Document
□ □ □ □
In those early days, when the medium was first beginning to make inroads in the Old Country, most of the games my parents would graciously buy for us were conveyed on “unofficial” cartridges, which were smallish, usually encased in yellow or orange plastic (of the cheap variety), and adorned with a label that may or may not have had anything to do with the game you’d actually end up playing (there was a slight element of chance and surprise there). Some of them were sold in stores, and some of them were sold in market stalls. Some were sold on the street, spread out on grimy mats and worn tables. When I’d trade games with friends, it wasn’t uncommon for them to hand me what looked like a small, bare circuit board with teeth at the bottom. The plastic cases were flimsy, broke easily.

It took a little while for the proper, branded stuff to get to us, and even then the branding was dubious. The “official” advertised Nintendo system (which eventually had its own television show, and its own magazines, and its own dedicated stores) was called a Dendy (a Taiwanese clone of the NES, I’ve recently learned). After the nameless chimera began giving out, our parents bough us one. The Dendy was gray, kind of blocky, and came with those iconic, rectangular Nintendo controllers. It was also of much better build quality than the machine we’d started with. I remember being excited, even though this upgrade didn’t mark a generational shift of any kind. At the time, the improved reliability was a big enough deal on its own.

By that point, I’d amassed a collection of sorts (all of it gone now, emulation notwithstanding). I’d played just about everything that the “generation” had to offer, between trades with friends and rentals, which were about as shady as you can imagine, having read all of the above. The Capcom-made, Disney licensed products (Ducktales, Talespin, Chip and Dale, Darkwing Duck, the Little Mermaid) were among my most prized possessions. Some of my fondest memories, though I don’t return to them often, are of playing those 8 bit masterpieces in a darkened room, on a television set that had, through some malfunction, lost its capacity to display color. There is a good reason for the recent re-release of Ducktales. Those were the days when licensed games, far from being the lukewarm merchandising cash-ins of today, often outshone the competition (this was probably a matter of funding), and excelled on par with the original classics (Legend of Zelda, the Mario games, Metroid, and so on). Specifics aside, even without the color, even in two dimensions, with the tinny music and the awkward sprites, and the lack of any concrete narrative, I was transfixed.
□ □ □ □
Written task
What name did the "official" advertised Nintendo system carry, according to the video game memoir? Rely only on the video game memoir for your answers.
□ □ □ □
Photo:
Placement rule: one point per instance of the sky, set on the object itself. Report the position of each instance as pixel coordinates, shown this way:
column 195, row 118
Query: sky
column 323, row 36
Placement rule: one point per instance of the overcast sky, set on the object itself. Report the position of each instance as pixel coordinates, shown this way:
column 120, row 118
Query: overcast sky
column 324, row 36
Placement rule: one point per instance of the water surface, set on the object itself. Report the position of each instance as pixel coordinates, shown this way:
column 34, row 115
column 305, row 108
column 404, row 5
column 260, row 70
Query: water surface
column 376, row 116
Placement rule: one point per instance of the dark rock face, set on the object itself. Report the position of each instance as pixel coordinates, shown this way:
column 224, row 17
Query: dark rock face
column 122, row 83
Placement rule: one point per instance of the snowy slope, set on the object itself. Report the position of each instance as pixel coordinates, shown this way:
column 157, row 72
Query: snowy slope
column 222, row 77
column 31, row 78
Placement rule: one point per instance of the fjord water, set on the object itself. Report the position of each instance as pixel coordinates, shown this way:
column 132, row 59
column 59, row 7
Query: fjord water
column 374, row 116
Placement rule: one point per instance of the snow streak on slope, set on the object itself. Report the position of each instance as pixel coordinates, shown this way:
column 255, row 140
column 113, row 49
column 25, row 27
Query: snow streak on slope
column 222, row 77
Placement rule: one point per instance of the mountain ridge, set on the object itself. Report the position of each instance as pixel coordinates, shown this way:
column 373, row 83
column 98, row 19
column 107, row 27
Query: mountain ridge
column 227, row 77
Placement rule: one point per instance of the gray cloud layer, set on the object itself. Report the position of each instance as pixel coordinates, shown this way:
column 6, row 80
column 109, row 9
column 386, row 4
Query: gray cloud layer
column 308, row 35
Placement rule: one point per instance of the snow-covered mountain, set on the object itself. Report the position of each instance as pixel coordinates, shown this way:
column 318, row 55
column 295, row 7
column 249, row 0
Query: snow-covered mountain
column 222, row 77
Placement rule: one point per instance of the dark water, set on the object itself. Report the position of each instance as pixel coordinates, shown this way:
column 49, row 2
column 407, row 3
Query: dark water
□ □ □ □
Exercise answer
It was called a Dendy.